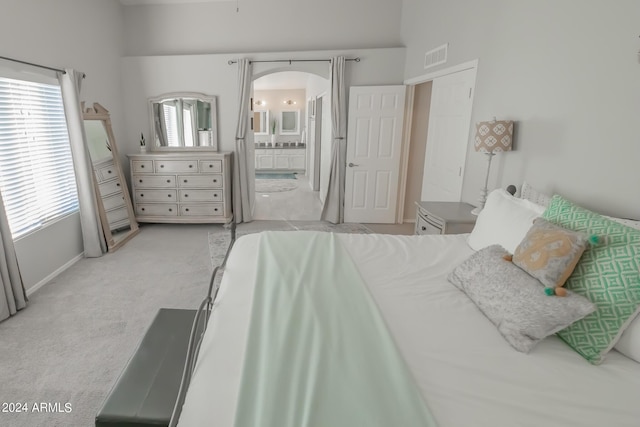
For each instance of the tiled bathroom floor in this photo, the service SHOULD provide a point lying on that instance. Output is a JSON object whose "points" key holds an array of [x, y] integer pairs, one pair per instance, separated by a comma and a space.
{"points": [[301, 204]]}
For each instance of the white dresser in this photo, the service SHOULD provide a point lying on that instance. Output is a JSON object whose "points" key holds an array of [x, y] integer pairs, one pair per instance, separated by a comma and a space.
{"points": [[190, 187]]}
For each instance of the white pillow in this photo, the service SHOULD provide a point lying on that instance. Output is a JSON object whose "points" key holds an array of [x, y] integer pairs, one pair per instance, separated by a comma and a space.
{"points": [[504, 221], [533, 195], [629, 342]]}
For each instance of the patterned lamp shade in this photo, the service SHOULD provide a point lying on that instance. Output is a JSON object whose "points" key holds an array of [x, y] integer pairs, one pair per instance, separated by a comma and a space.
{"points": [[493, 137]]}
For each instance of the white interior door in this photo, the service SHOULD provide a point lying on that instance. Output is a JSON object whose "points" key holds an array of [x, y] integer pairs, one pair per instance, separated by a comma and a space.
{"points": [[374, 139], [448, 136]]}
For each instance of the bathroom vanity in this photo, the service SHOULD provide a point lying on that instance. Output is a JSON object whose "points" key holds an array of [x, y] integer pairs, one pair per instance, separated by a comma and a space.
{"points": [[289, 157]]}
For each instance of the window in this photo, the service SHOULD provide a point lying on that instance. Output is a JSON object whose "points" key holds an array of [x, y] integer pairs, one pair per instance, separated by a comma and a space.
{"points": [[36, 170]]}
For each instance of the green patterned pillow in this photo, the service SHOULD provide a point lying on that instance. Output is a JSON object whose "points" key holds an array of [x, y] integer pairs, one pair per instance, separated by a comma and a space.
{"points": [[608, 274]]}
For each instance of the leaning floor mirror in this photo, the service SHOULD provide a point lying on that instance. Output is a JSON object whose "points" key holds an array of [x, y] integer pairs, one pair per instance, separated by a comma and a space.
{"points": [[114, 203]]}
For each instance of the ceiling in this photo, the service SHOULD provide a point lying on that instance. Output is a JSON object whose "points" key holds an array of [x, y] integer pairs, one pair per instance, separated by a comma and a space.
{"points": [[282, 80], [148, 2]]}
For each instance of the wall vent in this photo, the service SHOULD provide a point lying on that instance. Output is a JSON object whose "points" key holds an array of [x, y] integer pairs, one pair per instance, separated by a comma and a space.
{"points": [[436, 56]]}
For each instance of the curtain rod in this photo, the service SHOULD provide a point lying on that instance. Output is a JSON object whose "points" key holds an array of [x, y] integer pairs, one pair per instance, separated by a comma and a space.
{"points": [[295, 60], [37, 65]]}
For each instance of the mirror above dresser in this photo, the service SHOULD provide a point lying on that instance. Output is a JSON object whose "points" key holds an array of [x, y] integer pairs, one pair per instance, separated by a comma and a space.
{"points": [[183, 121]]}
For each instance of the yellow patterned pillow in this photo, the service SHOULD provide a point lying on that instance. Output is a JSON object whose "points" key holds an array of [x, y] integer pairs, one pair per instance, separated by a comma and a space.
{"points": [[549, 252]]}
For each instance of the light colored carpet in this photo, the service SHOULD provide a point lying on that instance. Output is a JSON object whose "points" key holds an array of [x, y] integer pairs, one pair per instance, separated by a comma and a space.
{"points": [[78, 332], [275, 185]]}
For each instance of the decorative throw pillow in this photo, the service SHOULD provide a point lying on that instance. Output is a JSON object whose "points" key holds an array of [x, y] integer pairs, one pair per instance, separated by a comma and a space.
{"points": [[515, 301], [504, 221], [550, 252], [608, 274]]}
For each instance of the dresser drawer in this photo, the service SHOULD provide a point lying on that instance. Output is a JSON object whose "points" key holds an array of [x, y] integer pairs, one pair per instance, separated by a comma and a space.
{"points": [[200, 195], [155, 195], [200, 181], [159, 209], [168, 166], [209, 209], [114, 201], [211, 166], [154, 181], [110, 187], [142, 166], [106, 173]]}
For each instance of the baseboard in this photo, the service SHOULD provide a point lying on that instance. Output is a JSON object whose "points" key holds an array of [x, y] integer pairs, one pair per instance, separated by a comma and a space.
{"points": [[47, 279]]}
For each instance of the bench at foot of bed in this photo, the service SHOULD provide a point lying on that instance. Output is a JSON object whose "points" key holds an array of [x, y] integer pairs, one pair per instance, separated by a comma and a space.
{"points": [[147, 389]]}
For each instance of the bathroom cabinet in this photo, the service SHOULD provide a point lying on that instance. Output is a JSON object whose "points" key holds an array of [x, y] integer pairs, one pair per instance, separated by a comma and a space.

● **Exercise**
Reproduce every record above exactly, omitting the pictures.

● **Written solution**
For each instance of the tiled bathroom floor in this photo, the service SHOULD provide a point lying on that instance. Output is a JSON object whose "points" key holds an array of [x, y] integer pairs, one pair per instance, separated by a comma and a space.
{"points": [[301, 204]]}
For each instance of the white dresser in this photo, the service SHOULD provide a point lying on that instance. Output is a JSON object whose "points" key holds an array of [x, y] integer pairs, one pair per instance, separated by a comma and a space.
{"points": [[190, 187]]}
For each instance of the white pillow in this photo, the service SHOULD provide a point lying on that instance. Output is a JSON object whose "points" key holds an array of [x, y] integer pairs, one pair per instance, separated by a comma and a space.
{"points": [[504, 221], [533, 195], [629, 342]]}
For each instance of the patterned lamp shade in this photo, the service SHOULD provide a point lying on that instance. Output is a JSON object whose "points" key holds an array of [x, y] integer pairs, one pair per instance, separated by a comma and a space.
{"points": [[493, 137]]}
For each instance of the white interior door in this photo, the service SHOULD provide a point lying on that instance. Output is a JSON object whose "points" key holds an array of [x, y] integer pairs, one pair per instance, separated by a comma and a space.
{"points": [[374, 139], [448, 136]]}
For each instance of the bathroom vanity in this photo, the service SHOULD provide a point lying on that instance. Output is a JSON object whose "points" key holds an array of [x, y] integer pairs, one pair per instance, separated by a comma and a space.
{"points": [[289, 157]]}
For each instance of the window in this photo, the service SHOULD provide a point lying on that instance. Output is a JSON object whose "points" key holds an array of [x, y] integer pairs, one pair per instance, separated by a comma and a space.
{"points": [[36, 170]]}
For each instance of the green patterned pillow in this photo, the service SHOULD provide a point lying on that instance. Output is a JSON object whose "points" key holds an array of [x, y] integer pairs, one pair per instance, separated by a comma and a space.
{"points": [[608, 274]]}
For each instance of the leaning floor mirror in this photo, the service SHOULD provide a point lying on that instance. Output is a JSON object whose "points" key holds an array of [x, y] integer pairs, one pair per instance, separated by a comma and a space.
{"points": [[114, 203]]}
For each instance of the ceiling in this photo, the service SHOULD provide a point lying on that instance. Output is a JSON object whose "points" key holds an array of [x, y] integer pairs, one pair per instance, separated by a comma and a space.
{"points": [[282, 80], [148, 2]]}
For each instance of the wall vent in this photo, the service SHOULD provide a point lying on that instance. Output is a JSON object whose "points" key holds an array of [x, y] integer pairs, one pair per instance, separated by a comma and a space.
{"points": [[436, 56]]}
For each instance of the curtain rod in this photo, the service SHOULD provide a point lying on that instance. Output is a JSON object whose "points" key holds an array of [x, y] integer pairs, one pair per instance, separated by a comma and a space.
{"points": [[295, 60], [37, 65]]}
For each instance of the mirror above dresser in this photo, the service SHOULD provide a point lying on that instance. Output is a JSON object whose "points" key holds an array of [x, y] integer pairs, one pair per instance, separated by a comma and a space.
{"points": [[183, 121]]}
For each instance of the yellow patterned pillow in this photo, the service SHOULD provide a point lying on that instance. Output is a JSON object whose "points" key holds an array of [x, y] integer pairs, one pair per instance, separated by a comma and a space.
{"points": [[549, 252]]}
For each instance of the light colored carpet in this photo, the service SHOULD provide a point lying on that instance. Output is a JSON object whose "points" key holds an array of [x, y] integer pairs, one pair per instance, separated by a comma and a space.
{"points": [[78, 332], [275, 185]]}
For each instance of the decorative throw pillow in this photo, the service SHOULD provide a point lying on that instance. Output is a JSON object whose "points" key holds an array of [x, y] integer pairs, one pair per instance, separated by a comma and a space.
{"points": [[515, 301], [504, 221], [550, 252], [608, 274]]}
For each instance of the dresser drawer in this photo, the service SHOULD provide a point lying on that instance. Output is a JSON object whose "points" key holds an array of [x, y] integer pairs, one pair per instance, separated by a comma and a space.
{"points": [[200, 195], [155, 195], [200, 181], [159, 209], [168, 166], [209, 209], [114, 201], [211, 166], [154, 181], [110, 187], [142, 166], [106, 173]]}
For each instance of the baseboard in this photo, the service SHOULD provide a point lying on that instance. Output is a JSON object whose "points" key holds an array of [x, y] integer pairs, one pair per instance, separated by a comma and a space.
{"points": [[47, 279]]}
For each instance of the bench at foot of bed in this photo, the service SHOULD provide a point lying on that instance. Output is a JSON object whose "points" key holds an array of [x, y] integer pairs, one pair per instance, separated by a comma and a space.
{"points": [[147, 389]]}
For each instance of the bathroom cabinet in this photo, the service SHOULD provide a point lying on that instance. Output is a JSON object whose "points" key holds an array of [x, y] integer pairs, one pair per instance, separated by a comma and a space.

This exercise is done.